------ Stored data ------

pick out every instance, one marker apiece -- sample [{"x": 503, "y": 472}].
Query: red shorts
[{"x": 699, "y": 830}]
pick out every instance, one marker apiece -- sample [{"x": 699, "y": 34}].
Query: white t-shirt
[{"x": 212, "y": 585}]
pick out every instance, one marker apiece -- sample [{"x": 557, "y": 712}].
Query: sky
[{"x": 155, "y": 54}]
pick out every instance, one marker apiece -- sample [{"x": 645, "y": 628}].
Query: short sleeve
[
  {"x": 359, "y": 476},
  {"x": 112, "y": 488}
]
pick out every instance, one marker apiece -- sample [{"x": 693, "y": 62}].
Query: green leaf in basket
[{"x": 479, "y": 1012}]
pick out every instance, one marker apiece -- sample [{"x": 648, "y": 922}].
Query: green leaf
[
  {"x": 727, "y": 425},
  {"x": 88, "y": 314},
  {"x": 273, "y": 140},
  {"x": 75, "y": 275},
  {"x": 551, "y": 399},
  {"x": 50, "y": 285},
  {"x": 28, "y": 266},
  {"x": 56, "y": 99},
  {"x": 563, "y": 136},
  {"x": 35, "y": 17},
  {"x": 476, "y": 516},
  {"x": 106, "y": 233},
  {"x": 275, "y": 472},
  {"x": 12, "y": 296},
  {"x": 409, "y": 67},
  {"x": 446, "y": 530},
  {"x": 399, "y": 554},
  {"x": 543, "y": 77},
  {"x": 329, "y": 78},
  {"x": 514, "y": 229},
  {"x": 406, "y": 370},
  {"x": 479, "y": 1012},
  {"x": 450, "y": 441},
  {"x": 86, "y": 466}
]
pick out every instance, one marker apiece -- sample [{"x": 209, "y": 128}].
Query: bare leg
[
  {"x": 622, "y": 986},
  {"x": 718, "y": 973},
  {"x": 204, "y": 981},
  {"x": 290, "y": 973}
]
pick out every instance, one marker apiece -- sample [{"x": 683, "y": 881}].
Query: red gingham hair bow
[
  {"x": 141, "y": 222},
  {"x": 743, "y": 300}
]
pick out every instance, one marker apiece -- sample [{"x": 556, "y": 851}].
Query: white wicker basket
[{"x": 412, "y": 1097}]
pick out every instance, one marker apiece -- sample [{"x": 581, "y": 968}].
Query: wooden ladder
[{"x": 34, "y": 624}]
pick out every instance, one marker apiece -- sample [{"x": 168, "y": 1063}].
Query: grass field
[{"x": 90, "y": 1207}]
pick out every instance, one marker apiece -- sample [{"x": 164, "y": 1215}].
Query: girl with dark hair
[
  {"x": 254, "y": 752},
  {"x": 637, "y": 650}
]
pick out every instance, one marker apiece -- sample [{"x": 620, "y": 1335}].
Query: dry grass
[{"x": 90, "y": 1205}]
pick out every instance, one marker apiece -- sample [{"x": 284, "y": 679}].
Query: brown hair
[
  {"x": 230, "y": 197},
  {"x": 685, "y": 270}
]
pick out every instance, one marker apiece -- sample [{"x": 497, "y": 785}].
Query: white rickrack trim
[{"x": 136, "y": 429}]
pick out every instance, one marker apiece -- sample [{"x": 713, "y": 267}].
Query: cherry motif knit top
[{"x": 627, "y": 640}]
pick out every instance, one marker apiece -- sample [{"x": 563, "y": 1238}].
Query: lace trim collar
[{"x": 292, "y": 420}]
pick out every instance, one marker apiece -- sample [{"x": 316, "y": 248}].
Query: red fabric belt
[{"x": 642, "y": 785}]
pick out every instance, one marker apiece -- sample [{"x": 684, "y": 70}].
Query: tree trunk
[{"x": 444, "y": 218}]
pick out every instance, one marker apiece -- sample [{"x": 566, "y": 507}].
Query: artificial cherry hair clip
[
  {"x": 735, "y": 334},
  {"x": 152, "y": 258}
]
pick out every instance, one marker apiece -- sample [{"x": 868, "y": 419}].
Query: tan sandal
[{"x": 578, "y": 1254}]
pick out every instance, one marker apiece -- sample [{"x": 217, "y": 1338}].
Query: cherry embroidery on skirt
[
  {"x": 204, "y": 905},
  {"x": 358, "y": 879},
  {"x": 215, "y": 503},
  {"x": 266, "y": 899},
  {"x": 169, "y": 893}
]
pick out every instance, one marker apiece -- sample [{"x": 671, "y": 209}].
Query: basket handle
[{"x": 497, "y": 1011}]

------

**Exercise instructions**
Each entry above, in full, should be output exactly as it reads.

**Answer box**
pick out every instance, one marker apiece -- sample [{"x": 503, "y": 472}].
Query: red shorts
[{"x": 699, "y": 830}]
pick out every instance, one marker apiece -- sample [{"x": 699, "y": 34}].
Query: white t-shirt
[{"x": 212, "y": 585}]
pick out every instance, one marker apiece -- sample [{"x": 557, "y": 712}].
Query: sky
[{"x": 155, "y": 54}]
pick out every instance, one marker apiece -- sample [{"x": 645, "y": 628}].
Query: short sleeve
[
  {"x": 359, "y": 476},
  {"x": 112, "y": 488}
]
pick out every instance, one marker apiece -- sample [{"x": 693, "y": 62}].
Query: green leaf in basket
[{"x": 479, "y": 1012}]
pick out every instance, one marker apiece -- sample [{"x": 648, "y": 922}].
Query: green leaf
[
  {"x": 727, "y": 425},
  {"x": 88, "y": 314},
  {"x": 273, "y": 140},
  {"x": 75, "y": 275},
  {"x": 551, "y": 399},
  {"x": 50, "y": 285},
  {"x": 28, "y": 266},
  {"x": 56, "y": 99},
  {"x": 563, "y": 136},
  {"x": 35, "y": 17},
  {"x": 476, "y": 516},
  {"x": 106, "y": 233},
  {"x": 275, "y": 472},
  {"x": 12, "y": 296},
  {"x": 409, "y": 67},
  {"x": 446, "y": 530},
  {"x": 399, "y": 554},
  {"x": 543, "y": 77},
  {"x": 329, "y": 78},
  {"x": 514, "y": 229},
  {"x": 406, "y": 370},
  {"x": 479, "y": 1012},
  {"x": 450, "y": 441},
  {"x": 86, "y": 466}
]
pick out every instance, one marker apiece -- sample [{"x": 209, "y": 128}].
Query: bare leg
[
  {"x": 622, "y": 986},
  {"x": 718, "y": 973},
  {"x": 204, "y": 981},
  {"x": 290, "y": 973}
]
pick out every instance, one marker apiece -- sample [{"x": 683, "y": 881}].
Query: red gingham hair bow
[
  {"x": 141, "y": 222},
  {"x": 743, "y": 300}
]
pick out every instance, one marker apiece -- sample [{"x": 556, "y": 851}].
Query: white wicker basket
[{"x": 412, "y": 1097}]
pick out every instance, one marker apiece -- sample [{"x": 581, "y": 968}].
Query: wooden ladder
[{"x": 34, "y": 624}]
pick out every instance, one marker apiece -- sample [{"x": 168, "y": 1063}].
Query: grass field
[{"x": 90, "y": 1207}]
pick out every instance, one marker apiece -- sample [{"x": 164, "y": 1215}].
Query: girl with dark hair
[
  {"x": 254, "y": 752},
  {"x": 637, "y": 650}
]
pick out every instance, one marker apiece -- sample [{"x": 620, "y": 1335}].
Query: dry grass
[{"x": 90, "y": 1205}]
pick out every instance, one marker apiece -- sample [{"x": 284, "y": 679}].
Query: brown hair
[
  {"x": 230, "y": 197},
  {"x": 685, "y": 270}
]
pick out every instance, one marker apiece -- sample [{"x": 497, "y": 785}].
Query: white rickrack trim
[{"x": 136, "y": 429}]
pick out every instance, one marker apiece -- sample [{"x": 713, "y": 267}].
Query: cherry motif knit top
[{"x": 627, "y": 640}]
pick out every instance, one marker apiece -- sample [{"x": 563, "y": 1238}].
Query: lace trim collar
[{"x": 292, "y": 420}]
pick out every instance, one marker apiece -- sample [{"x": 316, "y": 248}].
Query: red fabric belt
[{"x": 642, "y": 785}]
pick out every instance, one marker apiece -- sample [{"x": 684, "y": 70}].
Query: tree trunk
[{"x": 444, "y": 218}]
pick out every instance, one marker apiece -- sample [{"x": 566, "y": 507}].
Query: artificial cherry hair clip
[
  {"x": 735, "y": 334},
  {"x": 152, "y": 258}
]
pick out every instance, one marker apiece -- sample [{"x": 868, "y": 419}].
Query: tan sandal
[{"x": 578, "y": 1254}]
pick out every instance, one marker apiece -- sample [{"x": 217, "y": 1338}].
Query: cherry embroidery on skirt
[
  {"x": 204, "y": 905},
  {"x": 358, "y": 879},
  {"x": 215, "y": 503},
  {"x": 266, "y": 899},
  {"x": 169, "y": 893}
]
pick out every instance, one marker apiece -- sample [{"x": 671, "y": 209}].
Query: basket handle
[{"x": 497, "y": 1011}]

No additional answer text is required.